*Solicitud*
Por favor, filtra los ítems de abajo y copia cada línea que contenga la palabra "where". Ten en cuenta las mayúsculas y minúsculas.

--- Datos mostrados ---

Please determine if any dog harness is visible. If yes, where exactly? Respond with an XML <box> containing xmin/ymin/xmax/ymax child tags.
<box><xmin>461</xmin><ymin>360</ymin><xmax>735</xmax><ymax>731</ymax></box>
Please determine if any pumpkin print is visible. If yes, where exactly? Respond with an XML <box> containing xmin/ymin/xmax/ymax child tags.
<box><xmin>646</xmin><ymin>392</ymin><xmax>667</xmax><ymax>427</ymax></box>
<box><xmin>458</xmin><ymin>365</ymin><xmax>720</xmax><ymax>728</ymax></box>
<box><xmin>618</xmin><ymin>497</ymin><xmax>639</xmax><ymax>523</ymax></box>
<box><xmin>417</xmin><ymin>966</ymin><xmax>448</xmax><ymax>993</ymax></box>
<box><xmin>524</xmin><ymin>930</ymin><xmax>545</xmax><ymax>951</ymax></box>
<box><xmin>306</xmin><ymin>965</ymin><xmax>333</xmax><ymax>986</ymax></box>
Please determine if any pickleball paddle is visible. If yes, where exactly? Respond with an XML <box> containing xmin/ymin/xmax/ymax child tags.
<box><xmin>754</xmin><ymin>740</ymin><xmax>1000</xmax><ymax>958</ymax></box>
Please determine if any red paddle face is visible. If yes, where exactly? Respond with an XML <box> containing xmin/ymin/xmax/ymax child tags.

---

*Solución*
Please determine if any dog harness is visible. If yes, where exactly? Respond with an XML <box> containing xmin/ymin/xmax/ymax child tags.
Please determine if any pumpkin print is visible. If yes, where exactly? Respond with an XML <box> containing xmin/ymin/xmax/ymax child tags.
Please determine if any pickleball paddle is visible. If yes, where exactly? Respond with an XML <box> containing xmin/ymin/xmax/ymax child tags.
Please determine if any red paddle face is visible. If yes, where exactly? Respond with an XML <box> containing xmin/ymin/xmax/ymax child tags.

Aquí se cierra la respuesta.